● **EXCERPT PROVIDED**:
══════════════════════════════
Heads up, Microsoft Office 365 users: It’s time to take some important steps in securing your account. The US Department of Homeland Security’s Cybersecurity and Infrastructure Security Agency (CISA) has released some recommendations to help secure the online productivity service.
In May 2019, CISA released a report detailing some security shortcomings in Microsoft’s cloud-based productivity system. CISA published its latest advisory to press home the recommendations made during that report, in part because of the move to remote working during the current health crisis, it said:
While the abrupt shift to work-from-home may necessitate rapid deployment of cloud collaboration services, such as O365, hasty deployment can lead to oversights in security configurations and undermine a sound O365-specific security strategy.
CISA continues to see instances where entities are not implementing best security practices in regard to their O365 implementation, resulting in increased vulnerability to adversary attacks.
══════════════════════════════
● **PROBLEM 1**:
Output the passage from the excerpt on Office 365 security, from "In May 2019, CISA" to "to adversary attacks.".
● **PROBLEM 2**:
According to the excerpt on Office 365 security, when did CISA release its report on security shortcomings in Microsoft's cloud-based productivity system?
● **PROBLEM 3**:
Name every organization mentioned in the excerpt on Office 365 security.

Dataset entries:
══════════════════════════════
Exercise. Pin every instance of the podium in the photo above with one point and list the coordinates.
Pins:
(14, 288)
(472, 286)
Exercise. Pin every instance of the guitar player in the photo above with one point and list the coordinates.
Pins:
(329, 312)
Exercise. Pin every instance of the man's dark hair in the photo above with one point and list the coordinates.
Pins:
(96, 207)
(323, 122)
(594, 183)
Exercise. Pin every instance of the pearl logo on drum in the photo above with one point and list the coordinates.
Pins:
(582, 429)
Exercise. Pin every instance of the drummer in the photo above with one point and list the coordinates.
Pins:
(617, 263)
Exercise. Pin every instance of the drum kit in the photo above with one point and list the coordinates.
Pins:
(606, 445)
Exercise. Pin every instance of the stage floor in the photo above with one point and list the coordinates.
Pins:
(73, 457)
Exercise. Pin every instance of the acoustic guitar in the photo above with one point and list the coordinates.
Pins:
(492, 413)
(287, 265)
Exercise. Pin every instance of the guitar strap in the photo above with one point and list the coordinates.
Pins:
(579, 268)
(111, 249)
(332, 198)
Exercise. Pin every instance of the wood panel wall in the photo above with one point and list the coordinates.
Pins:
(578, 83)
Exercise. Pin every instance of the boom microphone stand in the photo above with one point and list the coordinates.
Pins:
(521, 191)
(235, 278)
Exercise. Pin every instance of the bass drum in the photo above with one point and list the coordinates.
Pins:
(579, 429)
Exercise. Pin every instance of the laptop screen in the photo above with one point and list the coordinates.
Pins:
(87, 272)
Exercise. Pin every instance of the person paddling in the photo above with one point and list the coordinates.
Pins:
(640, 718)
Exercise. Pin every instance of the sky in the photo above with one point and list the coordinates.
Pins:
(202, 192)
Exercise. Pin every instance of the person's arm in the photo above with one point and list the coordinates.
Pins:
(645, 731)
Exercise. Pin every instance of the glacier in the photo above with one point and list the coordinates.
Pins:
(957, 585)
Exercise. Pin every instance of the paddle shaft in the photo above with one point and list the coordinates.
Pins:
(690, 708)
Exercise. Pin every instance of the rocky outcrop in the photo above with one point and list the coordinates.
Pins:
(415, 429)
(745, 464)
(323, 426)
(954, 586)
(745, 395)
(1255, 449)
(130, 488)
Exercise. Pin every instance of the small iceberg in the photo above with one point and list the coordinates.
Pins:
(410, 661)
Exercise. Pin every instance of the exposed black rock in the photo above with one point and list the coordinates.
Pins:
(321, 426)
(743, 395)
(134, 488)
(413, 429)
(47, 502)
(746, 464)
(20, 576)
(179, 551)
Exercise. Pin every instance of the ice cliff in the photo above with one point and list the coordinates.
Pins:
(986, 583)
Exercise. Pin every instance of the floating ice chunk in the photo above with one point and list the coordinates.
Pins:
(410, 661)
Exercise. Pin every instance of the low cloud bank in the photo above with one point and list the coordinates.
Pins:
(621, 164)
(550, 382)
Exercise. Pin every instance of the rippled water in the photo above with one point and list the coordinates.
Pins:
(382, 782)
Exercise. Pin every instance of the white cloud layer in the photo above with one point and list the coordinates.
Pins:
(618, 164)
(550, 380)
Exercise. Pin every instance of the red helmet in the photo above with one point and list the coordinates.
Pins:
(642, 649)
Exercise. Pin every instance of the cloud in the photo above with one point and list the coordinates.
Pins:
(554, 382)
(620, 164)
══════════════════════════════
● **TASK OUTPUT 1**:
In May 2019, CISA released a report detailing some security shortcomings in Microsoft’s cloud-based productivity system. CISA published its latest advisory to press home the recommendations made during that report, in part because of the move to remote working during the current health crisis, it said:
While the abrupt shift to work-from-home may necessitate rapid deployment of cloud collaboration services, such as O365, hasty deployment can lead to oversights in security configurations and undermine a sound O365-specific security strategy.
CISA continues to see instances where entities are not implementing best security practices in regard to their O365 implementation, resulting in increased vulnerability to adversary attacks.

● **TASK OUTPUT 2**:
May 2019

● **TASK OUTPUT 3**:
- US Department of Homeland Security
- Cybersecurity and Infrastructure Security Agency (CISA)
- Microsoft